** DIRECTIONS FOR THIS TASK **
Print, from the listing below, the lines starting at the line containing "negative clicks: (404, 217) (405, 271)" and ending at the line containing "165L415 161L385 177L382", exactly as they stand, and print nothing else.

** WORKING DATA **

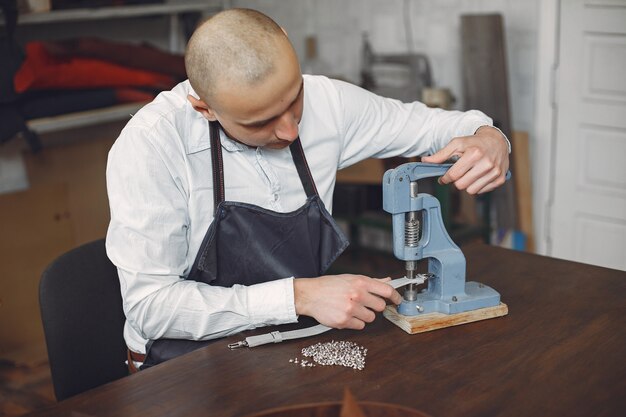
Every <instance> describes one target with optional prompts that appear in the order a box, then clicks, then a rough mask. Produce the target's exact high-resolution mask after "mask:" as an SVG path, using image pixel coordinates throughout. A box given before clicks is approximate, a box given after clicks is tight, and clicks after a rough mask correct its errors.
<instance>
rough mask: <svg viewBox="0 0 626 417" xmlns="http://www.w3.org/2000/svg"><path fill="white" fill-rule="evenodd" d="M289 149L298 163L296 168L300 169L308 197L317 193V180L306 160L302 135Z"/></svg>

==

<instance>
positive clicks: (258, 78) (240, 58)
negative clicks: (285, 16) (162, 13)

...

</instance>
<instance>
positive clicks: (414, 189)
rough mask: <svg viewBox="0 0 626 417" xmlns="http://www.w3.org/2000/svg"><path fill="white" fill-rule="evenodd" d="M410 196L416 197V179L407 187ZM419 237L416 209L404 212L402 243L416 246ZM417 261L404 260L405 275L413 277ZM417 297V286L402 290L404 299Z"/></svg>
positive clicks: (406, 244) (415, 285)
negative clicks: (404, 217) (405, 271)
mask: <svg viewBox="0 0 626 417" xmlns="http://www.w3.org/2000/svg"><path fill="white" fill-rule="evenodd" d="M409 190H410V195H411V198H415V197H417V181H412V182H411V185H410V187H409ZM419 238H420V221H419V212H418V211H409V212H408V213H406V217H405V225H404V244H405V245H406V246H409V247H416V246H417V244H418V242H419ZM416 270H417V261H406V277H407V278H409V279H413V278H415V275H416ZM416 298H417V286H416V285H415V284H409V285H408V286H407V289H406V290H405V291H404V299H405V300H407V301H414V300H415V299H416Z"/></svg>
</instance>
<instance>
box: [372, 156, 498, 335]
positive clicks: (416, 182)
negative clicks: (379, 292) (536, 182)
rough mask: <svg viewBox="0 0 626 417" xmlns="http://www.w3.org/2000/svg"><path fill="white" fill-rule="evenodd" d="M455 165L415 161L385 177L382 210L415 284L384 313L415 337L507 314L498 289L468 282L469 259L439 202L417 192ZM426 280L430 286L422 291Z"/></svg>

** SOLUTION BELOW **
negative clicks: (404, 217) (405, 271)
mask: <svg viewBox="0 0 626 417" xmlns="http://www.w3.org/2000/svg"><path fill="white" fill-rule="evenodd" d="M409 190H410V195H411V198H415V197H417V181H412V182H411V185H410V187H409ZM419 238H420V221H419V212H418V211H409V212H408V213H406V217H405V225H404V244H405V245H406V246H409V247H416V246H417V244H418V242H419ZM416 270H417V261H406V277H407V278H409V279H413V278H415V275H416ZM416 298H417V286H416V285H415V284H409V285H408V286H407V289H406V290H405V291H404V299H405V300H407V301H414V300H415V299H416Z"/></svg>
</instance>
<instance>
box: [372, 156, 498, 335]
positive clicks: (416, 182)
negative clicks: (379, 292) (536, 182)
rough mask: <svg viewBox="0 0 626 417" xmlns="http://www.w3.org/2000/svg"><path fill="white" fill-rule="evenodd" d="M455 165L415 161L385 177L382 210L415 284L384 313L415 337L507 314L498 289L468 282L469 259L439 202L417 192ZM426 280L430 286L422 291Z"/></svg>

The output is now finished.